READING PASSAGE -
——
In most of the world and throughout most of human history no such wide-reaching industry has existed, and people still somehow manage to celebrate birthdays, weddings and other occasions with a more modest selection of items.  If anyone feels that their happiness would be seriously harmed by not having this supply of cardboard, plastic and blinking lights, I would suggest not only that they consider what is done to people to get the products into their hands, but that their lust for life has been seriously and intentionally dulled.  For all that most of these products add to the sum of human pleasure, you’d get more of a lasting rush by eating them, and
riding the wave of toxic ingredients.  When we teach our children to consume products as if there’s no tomorrow, we set them up for disappointment (and much worse) tomorrow, when the resources will be even more noticeably dwindling.

Party City is looking to change more people’s habits, selling to all the world even as the planet buckles.  While brick-and-mortar stores are presently in just a handful of countries, the tentacles of the wholesale business mean their products are sold in some capacity in
over 100.  Their American store footprint is fast approaching a thousand.  The company appears to feel untouchable. It has a niche that has allowed it to grow hugely, relatively shielded from the threat of online shopping, but hidden from the sight of anyone who has not yet fallen for their ploys.  What they deserve is the wrong kind of interest. This is the distillation of our entire extractive economy, total destruction hidden behind sanitized novelty. It’s a perfect vision of our work culture, contributing to ill health, stress, depression and a lack of life satisfaction.  All people of good conscience should boycott this company until the party that its executives and investors are enjoying is popped, and sent back down to Earth.
——
EXTRACTED INFORMATION -
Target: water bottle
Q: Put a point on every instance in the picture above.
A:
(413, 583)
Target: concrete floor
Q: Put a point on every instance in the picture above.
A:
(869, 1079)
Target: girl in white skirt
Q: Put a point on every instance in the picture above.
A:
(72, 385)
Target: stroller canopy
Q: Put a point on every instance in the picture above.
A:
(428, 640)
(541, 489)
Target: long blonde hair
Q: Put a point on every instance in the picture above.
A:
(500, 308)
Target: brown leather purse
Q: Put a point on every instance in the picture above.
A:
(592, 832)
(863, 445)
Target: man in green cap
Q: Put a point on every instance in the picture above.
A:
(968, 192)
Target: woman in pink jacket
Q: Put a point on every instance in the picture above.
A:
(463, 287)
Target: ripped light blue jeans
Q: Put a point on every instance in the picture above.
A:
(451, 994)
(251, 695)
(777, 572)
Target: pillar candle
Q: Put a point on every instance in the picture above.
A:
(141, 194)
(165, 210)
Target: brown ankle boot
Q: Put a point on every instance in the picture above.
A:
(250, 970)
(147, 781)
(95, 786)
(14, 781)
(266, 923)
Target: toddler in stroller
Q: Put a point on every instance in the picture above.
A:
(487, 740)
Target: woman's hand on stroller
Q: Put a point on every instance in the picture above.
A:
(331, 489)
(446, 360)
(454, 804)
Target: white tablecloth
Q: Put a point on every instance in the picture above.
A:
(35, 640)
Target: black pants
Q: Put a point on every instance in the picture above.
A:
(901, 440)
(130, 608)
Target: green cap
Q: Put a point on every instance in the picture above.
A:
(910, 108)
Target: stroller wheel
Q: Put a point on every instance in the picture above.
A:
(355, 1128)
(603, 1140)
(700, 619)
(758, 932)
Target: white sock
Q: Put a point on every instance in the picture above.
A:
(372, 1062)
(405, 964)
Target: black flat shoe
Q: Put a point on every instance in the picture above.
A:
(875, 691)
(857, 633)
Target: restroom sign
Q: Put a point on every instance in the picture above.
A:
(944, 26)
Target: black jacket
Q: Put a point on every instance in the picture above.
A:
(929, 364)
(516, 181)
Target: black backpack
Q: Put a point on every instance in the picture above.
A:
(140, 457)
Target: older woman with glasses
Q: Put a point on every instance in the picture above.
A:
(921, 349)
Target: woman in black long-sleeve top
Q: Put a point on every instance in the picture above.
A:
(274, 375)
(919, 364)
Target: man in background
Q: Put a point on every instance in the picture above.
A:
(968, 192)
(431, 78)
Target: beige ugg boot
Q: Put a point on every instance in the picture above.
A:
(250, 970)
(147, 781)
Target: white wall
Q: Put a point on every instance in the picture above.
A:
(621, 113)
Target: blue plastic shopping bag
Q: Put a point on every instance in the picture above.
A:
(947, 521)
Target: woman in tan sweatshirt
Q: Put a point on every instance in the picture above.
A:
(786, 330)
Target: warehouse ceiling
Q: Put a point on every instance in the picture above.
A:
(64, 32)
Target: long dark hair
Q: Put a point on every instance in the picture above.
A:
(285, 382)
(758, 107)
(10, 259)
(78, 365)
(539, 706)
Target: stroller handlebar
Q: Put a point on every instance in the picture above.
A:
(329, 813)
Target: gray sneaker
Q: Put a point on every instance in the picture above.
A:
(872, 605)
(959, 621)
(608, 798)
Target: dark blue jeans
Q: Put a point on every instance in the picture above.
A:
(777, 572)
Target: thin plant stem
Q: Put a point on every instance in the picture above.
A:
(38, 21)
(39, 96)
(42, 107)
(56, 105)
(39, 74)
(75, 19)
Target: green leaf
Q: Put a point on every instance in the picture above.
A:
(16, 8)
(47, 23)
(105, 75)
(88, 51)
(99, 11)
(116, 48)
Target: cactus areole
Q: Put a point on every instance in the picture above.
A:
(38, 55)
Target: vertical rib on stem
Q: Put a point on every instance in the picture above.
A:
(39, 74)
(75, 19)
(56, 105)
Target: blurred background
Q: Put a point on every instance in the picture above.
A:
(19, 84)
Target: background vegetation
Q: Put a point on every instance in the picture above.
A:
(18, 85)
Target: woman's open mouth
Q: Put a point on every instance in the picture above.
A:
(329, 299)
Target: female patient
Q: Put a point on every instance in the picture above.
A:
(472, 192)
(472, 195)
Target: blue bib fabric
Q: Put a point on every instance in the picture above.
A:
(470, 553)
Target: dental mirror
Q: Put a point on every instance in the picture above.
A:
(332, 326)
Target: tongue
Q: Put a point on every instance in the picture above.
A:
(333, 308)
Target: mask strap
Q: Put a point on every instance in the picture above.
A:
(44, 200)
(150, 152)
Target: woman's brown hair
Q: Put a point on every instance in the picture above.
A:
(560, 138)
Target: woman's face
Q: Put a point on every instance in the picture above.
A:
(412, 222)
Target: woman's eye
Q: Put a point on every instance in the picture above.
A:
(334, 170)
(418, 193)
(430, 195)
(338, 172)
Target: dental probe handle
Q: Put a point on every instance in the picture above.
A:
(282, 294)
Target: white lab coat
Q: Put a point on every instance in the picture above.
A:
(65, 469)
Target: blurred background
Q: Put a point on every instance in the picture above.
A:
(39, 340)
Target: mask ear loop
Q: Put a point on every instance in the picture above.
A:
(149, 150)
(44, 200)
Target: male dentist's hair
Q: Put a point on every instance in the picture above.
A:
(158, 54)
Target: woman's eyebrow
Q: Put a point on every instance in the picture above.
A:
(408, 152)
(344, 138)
——
REQUIRED WORK - According to the passage about Party City, in how many countries are the company's products sold in some capacity? These rows were drawn from a separate source.

THE COMPLETED TASK - Over 100 countries.